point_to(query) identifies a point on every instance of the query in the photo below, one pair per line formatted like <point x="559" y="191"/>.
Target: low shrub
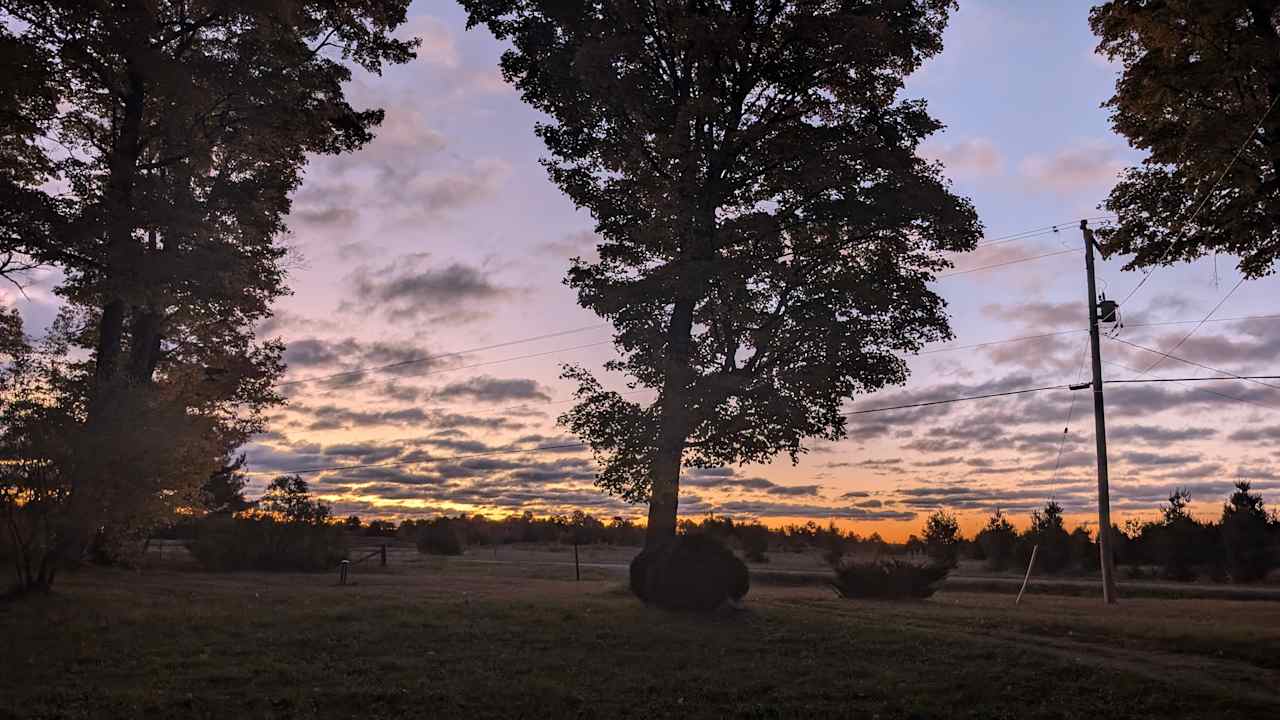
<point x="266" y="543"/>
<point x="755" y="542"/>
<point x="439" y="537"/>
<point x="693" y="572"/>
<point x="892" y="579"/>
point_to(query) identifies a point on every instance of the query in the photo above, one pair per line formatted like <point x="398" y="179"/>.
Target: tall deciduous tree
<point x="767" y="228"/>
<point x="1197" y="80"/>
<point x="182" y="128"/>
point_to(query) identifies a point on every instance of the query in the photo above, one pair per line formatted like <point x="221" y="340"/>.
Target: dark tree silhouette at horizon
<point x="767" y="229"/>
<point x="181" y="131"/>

==

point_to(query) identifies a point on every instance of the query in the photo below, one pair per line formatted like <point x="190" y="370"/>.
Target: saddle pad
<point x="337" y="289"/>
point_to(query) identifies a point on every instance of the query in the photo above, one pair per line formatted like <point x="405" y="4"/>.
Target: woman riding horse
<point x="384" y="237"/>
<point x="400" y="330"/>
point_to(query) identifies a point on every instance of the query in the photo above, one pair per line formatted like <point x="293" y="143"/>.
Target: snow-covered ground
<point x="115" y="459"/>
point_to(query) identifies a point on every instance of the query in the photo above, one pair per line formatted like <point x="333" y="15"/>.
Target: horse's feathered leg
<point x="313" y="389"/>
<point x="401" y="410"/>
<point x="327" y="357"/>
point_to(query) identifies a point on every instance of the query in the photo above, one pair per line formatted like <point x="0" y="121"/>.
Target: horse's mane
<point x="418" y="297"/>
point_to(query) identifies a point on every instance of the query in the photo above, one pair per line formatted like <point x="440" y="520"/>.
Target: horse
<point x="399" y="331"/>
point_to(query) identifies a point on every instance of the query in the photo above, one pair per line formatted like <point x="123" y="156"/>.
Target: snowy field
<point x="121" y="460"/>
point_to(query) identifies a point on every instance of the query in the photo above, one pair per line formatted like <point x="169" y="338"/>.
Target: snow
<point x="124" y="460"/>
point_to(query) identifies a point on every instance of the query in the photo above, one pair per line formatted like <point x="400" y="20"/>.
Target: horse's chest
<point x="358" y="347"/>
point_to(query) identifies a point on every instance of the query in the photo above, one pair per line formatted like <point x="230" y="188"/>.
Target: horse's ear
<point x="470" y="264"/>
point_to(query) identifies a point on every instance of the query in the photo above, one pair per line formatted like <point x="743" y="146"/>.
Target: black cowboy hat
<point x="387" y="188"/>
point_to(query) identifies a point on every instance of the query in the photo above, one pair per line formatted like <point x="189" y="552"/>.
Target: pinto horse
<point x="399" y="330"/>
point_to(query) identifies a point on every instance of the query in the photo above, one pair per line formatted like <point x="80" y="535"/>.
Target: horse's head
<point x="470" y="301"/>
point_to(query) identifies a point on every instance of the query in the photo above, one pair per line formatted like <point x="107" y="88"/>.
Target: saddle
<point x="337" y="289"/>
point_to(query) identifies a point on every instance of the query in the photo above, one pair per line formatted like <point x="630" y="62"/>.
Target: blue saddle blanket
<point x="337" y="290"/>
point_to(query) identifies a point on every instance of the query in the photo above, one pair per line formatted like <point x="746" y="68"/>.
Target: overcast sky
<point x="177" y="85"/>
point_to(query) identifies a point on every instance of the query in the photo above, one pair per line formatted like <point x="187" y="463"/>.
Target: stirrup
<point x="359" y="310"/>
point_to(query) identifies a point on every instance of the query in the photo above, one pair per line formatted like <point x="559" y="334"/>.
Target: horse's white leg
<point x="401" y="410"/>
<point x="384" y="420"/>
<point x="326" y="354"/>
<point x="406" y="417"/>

* [How to complete this task] Return all lines of the data in which the string "below" appears.

* [Solution for this exercise]
point_to(query) identifies a point on every instance of the query in the photo below, one pair per line formatted like <point x="559" y="191"/>.
point_to(query) identifies a point on every instance of the query in the photo below, one pair per line formatted like <point x="190" y="370"/>.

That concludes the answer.